- [Given records]:
============================================================

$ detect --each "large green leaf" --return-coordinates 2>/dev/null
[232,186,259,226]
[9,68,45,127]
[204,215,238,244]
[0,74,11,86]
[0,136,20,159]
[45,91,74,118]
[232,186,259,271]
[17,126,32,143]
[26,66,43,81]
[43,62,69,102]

============================================================

- [Problem statement]: Please replace "green" with "yellow" in the items above, leaving every other character as it is.

- [Response to this task]:
$ detect --each "large yellow leaf" --return-coordinates 2>/dev/null
[232,186,259,226]
[9,68,45,127]
[204,215,238,244]
[0,74,11,86]
[0,136,20,159]
[45,91,74,118]
[232,186,259,271]
[17,126,32,143]
[26,66,43,81]
[43,62,69,102]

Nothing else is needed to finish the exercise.